> [YOUR ASSIGNMENT] Each entry must be copied exactly, without omission.

> [DATA RECORDS]
____

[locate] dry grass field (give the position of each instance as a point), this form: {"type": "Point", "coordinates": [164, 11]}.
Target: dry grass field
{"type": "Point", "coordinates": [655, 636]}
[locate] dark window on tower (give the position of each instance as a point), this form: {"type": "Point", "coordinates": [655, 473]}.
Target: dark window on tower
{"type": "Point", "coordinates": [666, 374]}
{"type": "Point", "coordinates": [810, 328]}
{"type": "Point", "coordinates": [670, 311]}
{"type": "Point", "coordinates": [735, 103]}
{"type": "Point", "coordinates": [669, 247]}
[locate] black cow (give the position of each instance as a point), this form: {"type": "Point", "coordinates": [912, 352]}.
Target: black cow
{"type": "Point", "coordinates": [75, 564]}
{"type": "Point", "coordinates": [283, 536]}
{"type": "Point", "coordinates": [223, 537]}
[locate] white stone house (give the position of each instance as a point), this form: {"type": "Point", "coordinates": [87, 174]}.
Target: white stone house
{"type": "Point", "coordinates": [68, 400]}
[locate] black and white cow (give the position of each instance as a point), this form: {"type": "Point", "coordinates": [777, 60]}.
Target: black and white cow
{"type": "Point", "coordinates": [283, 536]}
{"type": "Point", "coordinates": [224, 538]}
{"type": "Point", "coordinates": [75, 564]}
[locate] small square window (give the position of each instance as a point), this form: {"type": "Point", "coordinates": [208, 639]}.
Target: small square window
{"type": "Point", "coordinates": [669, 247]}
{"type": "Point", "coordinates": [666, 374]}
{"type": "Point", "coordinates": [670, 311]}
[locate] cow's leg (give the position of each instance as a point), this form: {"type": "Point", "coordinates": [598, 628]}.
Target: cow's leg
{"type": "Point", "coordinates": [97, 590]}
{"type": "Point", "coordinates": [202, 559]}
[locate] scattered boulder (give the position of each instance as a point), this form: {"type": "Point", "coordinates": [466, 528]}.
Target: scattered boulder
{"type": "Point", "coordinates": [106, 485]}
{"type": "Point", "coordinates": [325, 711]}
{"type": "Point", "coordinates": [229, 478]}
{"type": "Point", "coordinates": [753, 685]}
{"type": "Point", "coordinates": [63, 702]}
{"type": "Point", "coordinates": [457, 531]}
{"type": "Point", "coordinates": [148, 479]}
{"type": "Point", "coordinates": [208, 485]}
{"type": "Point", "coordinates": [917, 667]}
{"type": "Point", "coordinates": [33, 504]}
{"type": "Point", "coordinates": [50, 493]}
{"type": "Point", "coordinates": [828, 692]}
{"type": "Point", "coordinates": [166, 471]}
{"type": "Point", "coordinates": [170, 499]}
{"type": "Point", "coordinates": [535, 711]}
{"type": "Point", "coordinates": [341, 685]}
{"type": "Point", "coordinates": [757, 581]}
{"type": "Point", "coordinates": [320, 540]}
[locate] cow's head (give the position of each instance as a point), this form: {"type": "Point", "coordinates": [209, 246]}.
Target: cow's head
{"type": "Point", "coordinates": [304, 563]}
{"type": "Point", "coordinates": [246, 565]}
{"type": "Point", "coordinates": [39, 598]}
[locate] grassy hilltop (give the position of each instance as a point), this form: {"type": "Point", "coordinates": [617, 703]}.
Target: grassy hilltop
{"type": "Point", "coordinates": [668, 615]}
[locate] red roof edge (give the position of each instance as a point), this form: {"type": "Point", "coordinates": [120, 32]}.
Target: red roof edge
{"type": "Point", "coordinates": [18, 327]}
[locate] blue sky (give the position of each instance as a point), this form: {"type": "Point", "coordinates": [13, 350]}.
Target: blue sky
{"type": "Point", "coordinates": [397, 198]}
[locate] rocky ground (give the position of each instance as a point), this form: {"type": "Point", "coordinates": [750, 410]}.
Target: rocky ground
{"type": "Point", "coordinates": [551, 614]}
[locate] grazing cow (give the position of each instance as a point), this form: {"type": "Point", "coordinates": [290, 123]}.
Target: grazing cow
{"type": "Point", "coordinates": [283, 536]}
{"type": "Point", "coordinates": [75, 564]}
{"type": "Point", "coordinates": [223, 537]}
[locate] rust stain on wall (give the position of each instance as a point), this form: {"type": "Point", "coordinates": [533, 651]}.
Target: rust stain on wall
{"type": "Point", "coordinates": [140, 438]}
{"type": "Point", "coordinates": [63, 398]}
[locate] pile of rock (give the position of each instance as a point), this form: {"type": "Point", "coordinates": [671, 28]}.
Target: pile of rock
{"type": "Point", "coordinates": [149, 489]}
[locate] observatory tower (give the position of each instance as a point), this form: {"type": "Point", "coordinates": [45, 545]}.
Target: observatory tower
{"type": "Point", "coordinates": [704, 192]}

____

> [THE COMPLETED TASK]
[locate] dry grass field (give the position of each instance as a point), this form: {"type": "Point", "coordinates": [164, 11]}.
Target: dry grass field
{"type": "Point", "coordinates": [655, 636]}
[locate] dark window on tower (give the position of each instance as a point), this form: {"type": "Point", "coordinates": [655, 473]}.
Target: dark window on tower
{"type": "Point", "coordinates": [666, 374]}
{"type": "Point", "coordinates": [810, 328]}
{"type": "Point", "coordinates": [670, 311]}
{"type": "Point", "coordinates": [735, 103]}
{"type": "Point", "coordinates": [669, 247]}
[locate] black cow (give the position of each instance as a point), this form: {"type": "Point", "coordinates": [912, 352]}.
Target: black cow
{"type": "Point", "coordinates": [75, 564]}
{"type": "Point", "coordinates": [283, 536]}
{"type": "Point", "coordinates": [223, 537]}
[locate] white stone house (give the position of each instance as a point), this form: {"type": "Point", "coordinates": [87, 174]}.
Target: white stone house
{"type": "Point", "coordinates": [68, 400]}
[locate] black and white cow (give the position of each instance as a point), this form: {"type": "Point", "coordinates": [777, 60]}.
Target: black and white cow
{"type": "Point", "coordinates": [283, 536]}
{"type": "Point", "coordinates": [224, 538]}
{"type": "Point", "coordinates": [75, 564]}
[locate] small square window (give the position of each instance as a point), this form: {"type": "Point", "coordinates": [208, 639]}.
Target: small square window
{"type": "Point", "coordinates": [669, 247]}
{"type": "Point", "coordinates": [666, 374]}
{"type": "Point", "coordinates": [670, 311]}
[locate] cow's leg (give the position of each instance as a point), this form: {"type": "Point", "coordinates": [598, 628]}.
Target: cow's leg
{"type": "Point", "coordinates": [97, 590]}
{"type": "Point", "coordinates": [202, 559]}
[locate] scattered boulder (give the position of each instance as a point), this form: {"type": "Point", "coordinates": [466, 528]}.
Target: scattered boulder
{"type": "Point", "coordinates": [106, 485]}
{"type": "Point", "coordinates": [325, 711]}
{"type": "Point", "coordinates": [229, 478]}
{"type": "Point", "coordinates": [753, 685]}
{"type": "Point", "coordinates": [63, 702]}
{"type": "Point", "coordinates": [457, 531]}
{"type": "Point", "coordinates": [148, 479]}
{"type": "Point", "coordinates": [208, 485]}
{"type": "Point", "coordinates": [917, 667]}
{"type": "Point", "coordinates": [33, 504]}
{"type": "Point", "coordinates": [50, 493]}
{"type": "Point", "coordinates": [828, 692]}
{"type": "Point", "coordinates": [166, 471]}
{"type": "Point", "coordinates": [170, 499]}
{"type": "Point", "coordinates": [535, 711]}
{"type": "Point", "coordinates": [341, 685]}
{"type": "Point", "coordinates": [757, 581]}
{"type": "Point", "coordinates": [320, 540]}
[locate] cow's head (give the position of each instance as a point), this form: {"type": "Point", "coordinates": [209, 246]}.
Target: cow's head
{"type": "Point", "coordinates": [304, 563]}
{"type": "Point", "coordinates": [246, 565]}
{"type": "Point", "coordinates": [39, 598]}
[locate] grassy hilltop (give the position of each instance as a point), this form: {"type": "Point", "coordinates": [617, 703]}.
Target: grassy hilltop
{"type": "Point", "coordinates": [668, 615]}
[locate] red roof edge (give the position of each instance as a point), this form: {"type": "Point", "coordinates": [120, 32]}.
Target: red roof edge
{"type": "Point", "coordinates": [18, 327]}
[locate] blue sky (give the position of each instance as a point), this form: {"type": "Point", "coordinates": [13, 350]}.
Target: blue sky
{"type": "Point", "coordinates": [397, 198]}
[locate] rocky ground (give the position of each instance as a point), this form: {"type": "Point", "coordinates": [750, 410]}.
Target: rocky ground
{"type": "Point", "coordinates": [551, 614]}
[locate] grazing cow (give the position of each instance as a point), this form: {"type": "Point", "coordinates": [290, 123]}.
Target: grazing cow
{"type": "Point", "coordinates": [283, 536]}
{"type": "Point", "coordinates": [75, 564]}
{"type": "Point", "coordinates": [223, 537]}
[locate] rust stain on wall (give the position of each instance as a point), this form: {"type": "Point", "coordinates": [533, 651]}.
Target: rust stain on wall
{"type": "Point", "coordinates": [140, 438]}
{"type": "Point", "coordinates": [63, 398]}
[locate] pile of rock (give the position of each instance as a point), this form: {"type": "Point", "coordinates": [671, 28]}.
Target: pile of rock
{"type": "Point", "coordinates": [149, 489]}
[locate] observatory tower (give the position of each instance as a point), this form: {"type": "Point", "coordinates": [45, 545]}.
Target: observatory tower
{"type": "Point", "coordinates": [704, 192]}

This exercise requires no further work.